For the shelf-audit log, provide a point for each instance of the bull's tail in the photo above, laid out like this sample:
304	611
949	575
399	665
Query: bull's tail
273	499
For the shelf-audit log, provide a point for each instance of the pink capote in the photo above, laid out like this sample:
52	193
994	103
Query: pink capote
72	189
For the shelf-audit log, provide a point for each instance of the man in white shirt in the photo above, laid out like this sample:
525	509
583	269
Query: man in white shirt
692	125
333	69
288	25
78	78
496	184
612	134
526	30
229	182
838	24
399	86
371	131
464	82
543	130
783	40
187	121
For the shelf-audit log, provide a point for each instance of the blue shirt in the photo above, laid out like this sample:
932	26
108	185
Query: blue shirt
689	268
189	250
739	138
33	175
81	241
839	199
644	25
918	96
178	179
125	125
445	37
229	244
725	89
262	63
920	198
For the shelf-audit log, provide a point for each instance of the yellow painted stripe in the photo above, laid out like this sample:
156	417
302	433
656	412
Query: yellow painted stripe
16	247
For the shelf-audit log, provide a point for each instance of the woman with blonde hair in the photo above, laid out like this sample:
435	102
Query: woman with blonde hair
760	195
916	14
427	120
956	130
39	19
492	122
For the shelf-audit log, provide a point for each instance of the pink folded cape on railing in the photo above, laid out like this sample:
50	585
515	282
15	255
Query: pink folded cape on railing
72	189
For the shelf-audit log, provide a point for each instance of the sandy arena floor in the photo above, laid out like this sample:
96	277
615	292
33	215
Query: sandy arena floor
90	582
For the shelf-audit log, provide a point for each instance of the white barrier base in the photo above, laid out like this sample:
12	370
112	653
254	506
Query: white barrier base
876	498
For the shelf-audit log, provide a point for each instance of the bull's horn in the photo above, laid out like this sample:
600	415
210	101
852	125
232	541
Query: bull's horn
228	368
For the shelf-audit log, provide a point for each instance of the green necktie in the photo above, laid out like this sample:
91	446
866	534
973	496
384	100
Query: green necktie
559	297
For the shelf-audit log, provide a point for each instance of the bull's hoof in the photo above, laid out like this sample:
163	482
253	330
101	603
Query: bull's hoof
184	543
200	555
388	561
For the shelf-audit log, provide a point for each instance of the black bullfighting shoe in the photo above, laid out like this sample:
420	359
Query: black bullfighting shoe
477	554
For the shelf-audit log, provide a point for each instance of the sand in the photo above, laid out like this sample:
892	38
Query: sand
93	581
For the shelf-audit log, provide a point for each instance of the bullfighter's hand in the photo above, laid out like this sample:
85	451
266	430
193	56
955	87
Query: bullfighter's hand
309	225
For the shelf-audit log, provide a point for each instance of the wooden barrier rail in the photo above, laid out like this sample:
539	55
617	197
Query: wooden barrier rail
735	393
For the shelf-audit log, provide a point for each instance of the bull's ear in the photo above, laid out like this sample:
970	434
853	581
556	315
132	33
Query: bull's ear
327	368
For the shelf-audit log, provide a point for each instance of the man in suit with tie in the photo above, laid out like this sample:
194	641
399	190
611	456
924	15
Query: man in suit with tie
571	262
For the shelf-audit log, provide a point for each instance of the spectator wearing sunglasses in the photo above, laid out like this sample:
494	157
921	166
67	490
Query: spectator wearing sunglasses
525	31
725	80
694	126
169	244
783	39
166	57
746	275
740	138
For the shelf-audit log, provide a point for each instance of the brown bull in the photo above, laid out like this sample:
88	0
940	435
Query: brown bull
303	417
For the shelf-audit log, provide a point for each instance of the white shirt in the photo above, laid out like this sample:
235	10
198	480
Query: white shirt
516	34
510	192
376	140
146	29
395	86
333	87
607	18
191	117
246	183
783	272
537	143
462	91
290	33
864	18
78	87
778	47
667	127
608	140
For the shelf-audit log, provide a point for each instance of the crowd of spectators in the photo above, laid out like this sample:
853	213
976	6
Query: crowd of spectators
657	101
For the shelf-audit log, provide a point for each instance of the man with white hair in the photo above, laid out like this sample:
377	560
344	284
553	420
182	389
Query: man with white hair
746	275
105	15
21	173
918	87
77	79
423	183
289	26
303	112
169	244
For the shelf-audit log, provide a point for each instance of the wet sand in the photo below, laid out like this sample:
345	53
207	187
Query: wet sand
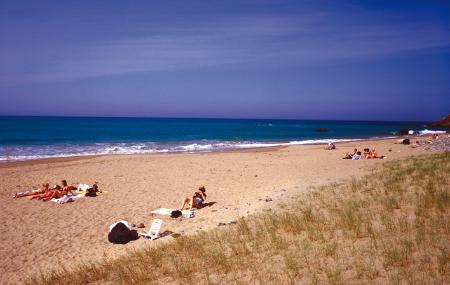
40	236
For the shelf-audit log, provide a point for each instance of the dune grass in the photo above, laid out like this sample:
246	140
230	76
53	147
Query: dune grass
392	226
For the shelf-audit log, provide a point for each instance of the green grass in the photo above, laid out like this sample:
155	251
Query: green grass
392	226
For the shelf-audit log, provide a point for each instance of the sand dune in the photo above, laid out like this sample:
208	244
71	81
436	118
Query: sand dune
40	236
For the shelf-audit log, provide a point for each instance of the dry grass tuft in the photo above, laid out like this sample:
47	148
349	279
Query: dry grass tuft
392	226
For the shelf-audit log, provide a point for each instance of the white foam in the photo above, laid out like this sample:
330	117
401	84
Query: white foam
431	132
56	151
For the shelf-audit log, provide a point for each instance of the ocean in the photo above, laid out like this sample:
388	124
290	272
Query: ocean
27	138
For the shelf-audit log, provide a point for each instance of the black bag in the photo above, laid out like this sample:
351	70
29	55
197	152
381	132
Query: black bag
176	214
121	234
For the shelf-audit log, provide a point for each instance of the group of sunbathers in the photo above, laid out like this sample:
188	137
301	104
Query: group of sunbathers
356	155
46	193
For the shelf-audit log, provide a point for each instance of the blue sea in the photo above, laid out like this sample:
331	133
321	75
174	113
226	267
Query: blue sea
27	138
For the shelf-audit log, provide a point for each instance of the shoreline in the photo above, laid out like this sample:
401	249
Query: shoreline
242	149
37	235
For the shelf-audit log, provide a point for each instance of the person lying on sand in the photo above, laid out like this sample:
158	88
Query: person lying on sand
330	146
59	192
350	155
366	153
197	199
356	156
92	192
43	190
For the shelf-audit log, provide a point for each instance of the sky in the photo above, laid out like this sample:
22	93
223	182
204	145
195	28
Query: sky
311	59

Instruction »
Please write out every line again from the one containing "instance of the sky" through the end of the items, requests included. Shift each answer coordinate by adding -55 to it.

Output of the exercise »
For the shelf-audit log, provide a point for each instance of the sky in the photo above, laid out like this sample:
22	93
223	182
204	145
195	28
Query: sky
256	4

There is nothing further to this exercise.